## Begin INFORMATION PROVIDED
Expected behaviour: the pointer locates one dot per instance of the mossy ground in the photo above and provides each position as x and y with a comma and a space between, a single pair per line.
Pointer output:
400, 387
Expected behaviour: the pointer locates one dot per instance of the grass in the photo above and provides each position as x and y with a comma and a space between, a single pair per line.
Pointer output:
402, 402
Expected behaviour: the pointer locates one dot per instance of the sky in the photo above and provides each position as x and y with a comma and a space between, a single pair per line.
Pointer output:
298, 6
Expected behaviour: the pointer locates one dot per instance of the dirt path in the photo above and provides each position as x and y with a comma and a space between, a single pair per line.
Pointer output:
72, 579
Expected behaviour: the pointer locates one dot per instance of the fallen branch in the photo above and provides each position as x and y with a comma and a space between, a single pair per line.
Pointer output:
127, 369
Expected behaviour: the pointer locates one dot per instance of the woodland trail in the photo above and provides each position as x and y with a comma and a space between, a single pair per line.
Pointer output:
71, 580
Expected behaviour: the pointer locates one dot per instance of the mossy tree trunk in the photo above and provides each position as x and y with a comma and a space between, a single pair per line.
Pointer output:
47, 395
## End INFORMATION PROVIDED
## Begin INFORMATION PROVIDED
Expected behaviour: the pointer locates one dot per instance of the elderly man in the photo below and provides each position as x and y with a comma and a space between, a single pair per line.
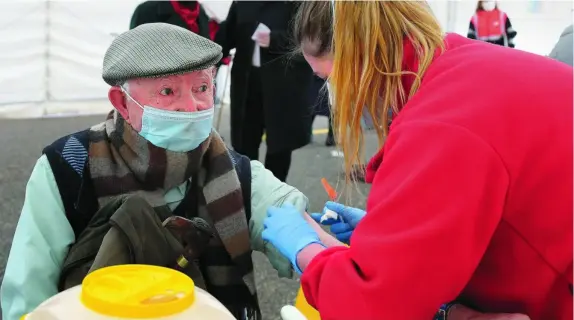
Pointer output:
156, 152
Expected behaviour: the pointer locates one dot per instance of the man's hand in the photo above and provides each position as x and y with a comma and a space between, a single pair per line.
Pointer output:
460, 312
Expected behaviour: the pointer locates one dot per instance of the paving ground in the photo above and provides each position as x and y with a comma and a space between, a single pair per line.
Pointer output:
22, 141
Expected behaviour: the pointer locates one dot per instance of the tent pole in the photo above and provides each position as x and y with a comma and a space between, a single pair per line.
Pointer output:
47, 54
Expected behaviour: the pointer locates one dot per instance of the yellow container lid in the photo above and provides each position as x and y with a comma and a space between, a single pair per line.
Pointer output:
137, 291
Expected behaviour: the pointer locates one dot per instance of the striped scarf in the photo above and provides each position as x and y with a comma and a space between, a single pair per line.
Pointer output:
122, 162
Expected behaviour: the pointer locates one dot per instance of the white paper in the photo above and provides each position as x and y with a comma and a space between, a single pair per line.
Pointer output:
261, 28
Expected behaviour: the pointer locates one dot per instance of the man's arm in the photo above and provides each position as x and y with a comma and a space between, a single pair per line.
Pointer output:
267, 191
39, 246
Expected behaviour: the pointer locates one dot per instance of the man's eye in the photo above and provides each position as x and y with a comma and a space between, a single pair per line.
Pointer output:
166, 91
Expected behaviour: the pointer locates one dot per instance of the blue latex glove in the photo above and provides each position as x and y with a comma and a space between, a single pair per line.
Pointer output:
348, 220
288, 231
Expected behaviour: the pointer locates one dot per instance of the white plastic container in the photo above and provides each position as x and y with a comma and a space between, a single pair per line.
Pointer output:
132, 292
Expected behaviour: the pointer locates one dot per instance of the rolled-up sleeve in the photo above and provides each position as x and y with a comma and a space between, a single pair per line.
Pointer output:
## End INFORMATION PROVIDED
## Begin INFORMATION PROVIDED
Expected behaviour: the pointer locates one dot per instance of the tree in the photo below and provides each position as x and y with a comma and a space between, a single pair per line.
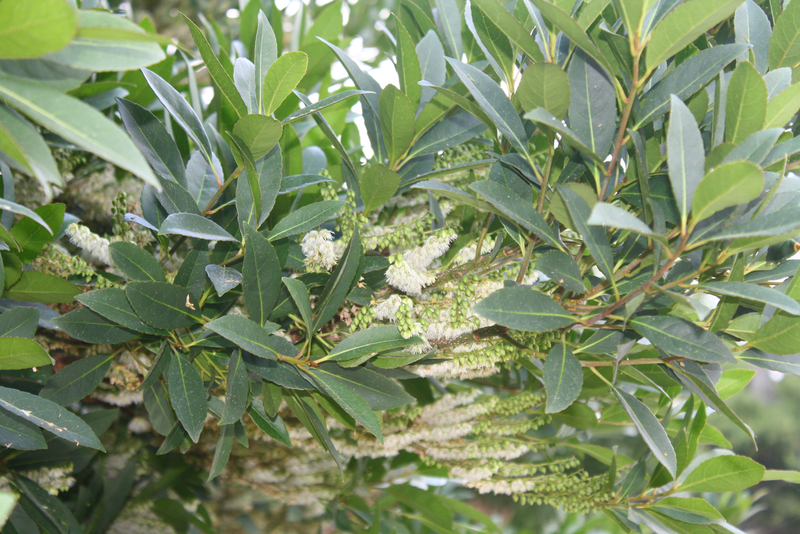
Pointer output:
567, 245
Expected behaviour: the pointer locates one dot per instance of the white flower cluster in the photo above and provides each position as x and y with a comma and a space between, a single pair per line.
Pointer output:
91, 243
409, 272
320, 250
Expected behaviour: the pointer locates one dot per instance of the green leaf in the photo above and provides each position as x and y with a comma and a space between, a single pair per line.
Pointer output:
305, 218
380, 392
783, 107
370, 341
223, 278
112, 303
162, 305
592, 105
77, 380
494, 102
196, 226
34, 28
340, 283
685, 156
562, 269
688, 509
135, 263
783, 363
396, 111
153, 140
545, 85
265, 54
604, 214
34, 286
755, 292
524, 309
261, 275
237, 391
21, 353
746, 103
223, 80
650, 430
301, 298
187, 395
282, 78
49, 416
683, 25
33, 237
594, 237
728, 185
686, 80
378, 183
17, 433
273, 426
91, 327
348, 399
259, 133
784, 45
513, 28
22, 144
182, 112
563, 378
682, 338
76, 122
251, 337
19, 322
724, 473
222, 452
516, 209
## End INFORMATION PROVIDED
Filter the material above down to the lines that contain the string "ground", and copy each of those lines in full. Treat uppercase and lowercase as different.

### EXERCISE RESULT
Expected behaviour: the pointer locates one dot per instance of the mossy ground in the photo above and provides each position as x and y with a comma and a space between, a single pair per line.
Expected behaviour: the pointer locates one dot per instance of the paving ground in the photo above and provides each position as x and y with a comma and a space between, a single pair per line.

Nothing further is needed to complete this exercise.